# RECORDS FOR THIS EXERCISE
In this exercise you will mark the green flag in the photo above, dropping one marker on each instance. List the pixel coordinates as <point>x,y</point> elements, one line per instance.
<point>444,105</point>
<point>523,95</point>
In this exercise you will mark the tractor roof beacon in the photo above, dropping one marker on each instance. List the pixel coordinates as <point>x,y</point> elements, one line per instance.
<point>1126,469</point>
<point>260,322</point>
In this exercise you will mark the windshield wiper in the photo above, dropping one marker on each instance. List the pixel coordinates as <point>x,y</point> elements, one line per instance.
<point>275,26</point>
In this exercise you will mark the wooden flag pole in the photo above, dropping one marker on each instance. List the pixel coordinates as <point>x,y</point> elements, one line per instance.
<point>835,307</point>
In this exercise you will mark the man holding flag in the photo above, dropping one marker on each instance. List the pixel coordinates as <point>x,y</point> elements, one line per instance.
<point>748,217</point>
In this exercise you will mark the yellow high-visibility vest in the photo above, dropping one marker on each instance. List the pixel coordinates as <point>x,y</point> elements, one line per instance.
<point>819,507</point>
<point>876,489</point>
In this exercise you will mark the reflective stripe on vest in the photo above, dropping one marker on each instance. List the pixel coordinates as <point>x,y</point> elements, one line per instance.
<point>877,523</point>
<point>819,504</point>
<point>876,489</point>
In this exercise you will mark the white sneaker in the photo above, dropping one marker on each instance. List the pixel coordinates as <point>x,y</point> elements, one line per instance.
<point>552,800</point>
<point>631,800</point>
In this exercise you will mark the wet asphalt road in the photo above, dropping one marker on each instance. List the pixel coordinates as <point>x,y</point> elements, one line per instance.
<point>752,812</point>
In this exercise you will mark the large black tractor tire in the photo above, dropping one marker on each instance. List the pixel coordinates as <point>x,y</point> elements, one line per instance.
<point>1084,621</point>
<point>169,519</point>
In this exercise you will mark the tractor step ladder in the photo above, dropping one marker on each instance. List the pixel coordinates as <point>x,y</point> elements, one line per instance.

# ABOUT THIS EXERCISE
The reply should consist of the full listing, copied exactly.

# THE COMPLETED TASK
In this exercise you will mark the green flag in the photo above, dropping one marker on each instance. List the pixel coordinates as <point>x,y</point> elements, one line per instance.
<point>444,105</point>
<point>523,95</point>
In this exercise you will mark the tractor roof beacon in the photo above, dropping one marker on each instance. List the pixel coordinates as <point>x,y</point> elements, one line per instance.
<point>1126,469</point>
<point>260,322</point>
In this exercise you will mark the windshield wiper in the photo above, dropping one marker on each instance. List the pixel coordinates as <point>x,y</point> elements, one line per instance.
<point>275,26</point>
In this exercise you will mark the wooden flag pole in the photo above, dropping one marker on each instance. List the pixel coordinates as <point>x,y</point> elements, one line per instance.
<point>835,307</point>
In this exercise you will mark the man holding flag in the photo above, dropping one marker on each instance. List the pixel coordinates as <point>x,y</point> elements, one line per instance.
<point>748,217</point>
In this exercise you will mark the yellow high-visibility vest in the photo above, dropping one marker on each instance. List the pixel coordinates as <point>x,y</point> elements, one line per instance.
<point>819,507</point>
<point>876,489</point>
In this exercise you will mark the reflective stripe on vest in the photo above, dropping one marker on each instance. List the pixel coordinates as <point>x,y</point> elements, one line per instance.
<point>877,523</point>
<point>819,504</point>
<point>876,489</point>
In this exercise you will mark the white sneaker in the photo above, dropping one marker on each instance. List the pixel coordinates as <point>x,y</point> elements, one line per instance.
<point>552,800</point>
<point>631,800</point>
In this exercise you will mark the wet asphalt road in the photo above, dropping one marker on each instance. List the pixel coordinates as <point>x,y</point> elements, one line per instance.
<point>752,812</point>
In this exercise you will mark the large black tractor tire in the photo above, dropping one marker on each instance. List the pixel coordinates as <point>x,y</point> elements, one line per instance.
<point>1084,621</point>
<point>169,519</point>
In this exercise you will mark the tractor step ladder in the photo above, dropping one marker on each instance. List the pixel coordinates as <point>x,y</point> elements, one line per instance.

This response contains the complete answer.